THE PROBLEM ▸
Starting with the line that contains "Category: hedge", reproduce each line through the end of the listing below, with no other output.

=-=-=

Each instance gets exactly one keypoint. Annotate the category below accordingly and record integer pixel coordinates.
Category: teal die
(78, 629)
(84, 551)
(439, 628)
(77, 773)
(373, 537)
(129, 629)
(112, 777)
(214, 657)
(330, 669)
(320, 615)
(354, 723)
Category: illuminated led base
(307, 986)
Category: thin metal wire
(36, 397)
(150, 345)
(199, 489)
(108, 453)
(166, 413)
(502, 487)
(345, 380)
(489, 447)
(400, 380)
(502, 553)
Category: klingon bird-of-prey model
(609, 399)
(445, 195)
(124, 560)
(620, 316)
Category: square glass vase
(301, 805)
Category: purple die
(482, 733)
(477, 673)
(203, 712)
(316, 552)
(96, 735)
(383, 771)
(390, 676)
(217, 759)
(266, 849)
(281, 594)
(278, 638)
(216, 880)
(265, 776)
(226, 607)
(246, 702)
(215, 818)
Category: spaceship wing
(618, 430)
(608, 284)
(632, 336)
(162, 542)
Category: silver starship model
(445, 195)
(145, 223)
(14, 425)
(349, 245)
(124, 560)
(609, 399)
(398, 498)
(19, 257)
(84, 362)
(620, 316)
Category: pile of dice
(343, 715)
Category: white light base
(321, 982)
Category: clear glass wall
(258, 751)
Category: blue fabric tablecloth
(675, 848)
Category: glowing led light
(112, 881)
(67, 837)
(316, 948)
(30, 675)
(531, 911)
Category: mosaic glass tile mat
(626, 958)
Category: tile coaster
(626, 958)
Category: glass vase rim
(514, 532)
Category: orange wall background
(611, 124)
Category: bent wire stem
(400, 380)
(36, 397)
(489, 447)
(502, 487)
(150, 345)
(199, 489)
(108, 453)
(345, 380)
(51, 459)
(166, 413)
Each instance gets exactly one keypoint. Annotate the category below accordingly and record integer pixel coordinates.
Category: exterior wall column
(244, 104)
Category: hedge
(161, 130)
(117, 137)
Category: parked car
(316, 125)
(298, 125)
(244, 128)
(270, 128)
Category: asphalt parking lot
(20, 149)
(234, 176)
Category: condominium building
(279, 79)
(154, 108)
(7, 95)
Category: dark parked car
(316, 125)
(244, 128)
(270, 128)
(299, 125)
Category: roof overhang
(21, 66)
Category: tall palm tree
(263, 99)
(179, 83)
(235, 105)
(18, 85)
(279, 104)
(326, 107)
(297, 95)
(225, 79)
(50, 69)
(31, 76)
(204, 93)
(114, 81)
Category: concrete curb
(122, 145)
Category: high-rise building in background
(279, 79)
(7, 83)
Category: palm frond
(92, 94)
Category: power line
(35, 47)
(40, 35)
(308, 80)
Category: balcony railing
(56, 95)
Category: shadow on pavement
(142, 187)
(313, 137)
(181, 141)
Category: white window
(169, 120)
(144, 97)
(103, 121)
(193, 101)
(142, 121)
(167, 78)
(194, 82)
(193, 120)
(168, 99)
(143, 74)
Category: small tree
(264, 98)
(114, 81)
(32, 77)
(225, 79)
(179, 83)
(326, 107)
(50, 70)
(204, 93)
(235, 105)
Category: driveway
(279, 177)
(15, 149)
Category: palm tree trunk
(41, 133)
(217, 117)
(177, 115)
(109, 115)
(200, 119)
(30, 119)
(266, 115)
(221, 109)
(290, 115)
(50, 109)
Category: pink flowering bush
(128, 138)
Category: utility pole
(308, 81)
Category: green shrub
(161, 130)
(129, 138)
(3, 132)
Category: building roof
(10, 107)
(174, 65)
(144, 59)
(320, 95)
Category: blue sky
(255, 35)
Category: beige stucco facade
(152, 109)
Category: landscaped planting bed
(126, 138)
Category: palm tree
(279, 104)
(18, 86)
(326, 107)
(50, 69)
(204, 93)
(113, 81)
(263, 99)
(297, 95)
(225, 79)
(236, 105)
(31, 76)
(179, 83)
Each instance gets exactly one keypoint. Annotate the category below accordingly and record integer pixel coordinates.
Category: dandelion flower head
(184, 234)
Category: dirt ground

=-=-=

SOLUTION TO THE PROBLEM ▸
Category: hedge
(161, 130)
(117, 137)
Category: parked car
(316, 125)
(298, 125)
(244, 128)
(270, 128)
Category: asphalt parking lot
(20, 149)
(234, 176)
Category: condominium building
(279, 79)
(154, 108)
(7, 95)
Category: dark parked car
(316, 125)
(244, 128)
(270, 128)
(299, 125)
Category: roof overhang
(21, 66)
Category: tall palm tree
(263, 99)
(179, 83)
(235, 105)
(18, 85)
(279, 104)
(326, 107)
(297, 95)
(225, 79)
(50, 69)
(31, 76)
(204, 93)
(114, 81)
Category: concrete curb
(122, 145)
Category: high-rise building in background
(279, 79)
(7, 83)
Category: palm frond
(92, 94)
Category: power line
(35, 47)
(40, 35)
(308, 80)
Category: balcony railing
(56, 95)
Category: shadow on pavement
(142, 187)
(313, 137)
(181, 141)
Category: white window
(169, 120)
(144, 97)
(103, 121)
(193, 101)
(142, 121)
(167, 78)
(194, 82)
(193, 120)
(168, 99)
(143, 74)
Category: small tree
(264, 98)
(114, 81)
(32, 77)
(225, 79)
(179, 83)
(326, 107)
(50, 70)
(204, 93)
(235, 105)
Category: driveway
(279, 177)
(15, 149)
Category: palm tree trunk
(41, 133)
(217, 117)
(177, 115)
(109, 115)
(200, 119)
(30, 119)
(266, 115)
(221, 109)
(290, 115)
(50, 109)
Category: pink flowering bush
(128, 138)
Category: utility pole
(308, 81)
Category: green shrub
(161, 130)
(129, 138)
(3, 132)
Category: building roof
(10, 107)
(174, 65)
(144, 59)
(320, 95)
Category: blue sky
(255, 35)
Category: beige stucco facade
(152, 109)
Category: landscaped planting bed
(126, 138)
Category: palm tree
(279, 104)
(18, 86)
(326, 107)
(50, 69)
(204, 93)
(113, 81)
(263, 99)
(297, 95)
(225, 79)
(236, 105)
(31, 76)
(179, 83)
Each instance gets exactly one keypoint. Annotate the category below accordingly and record integer pixel coordinates.
Category: dandelion flower head
(184, 234)
Category: dirt ground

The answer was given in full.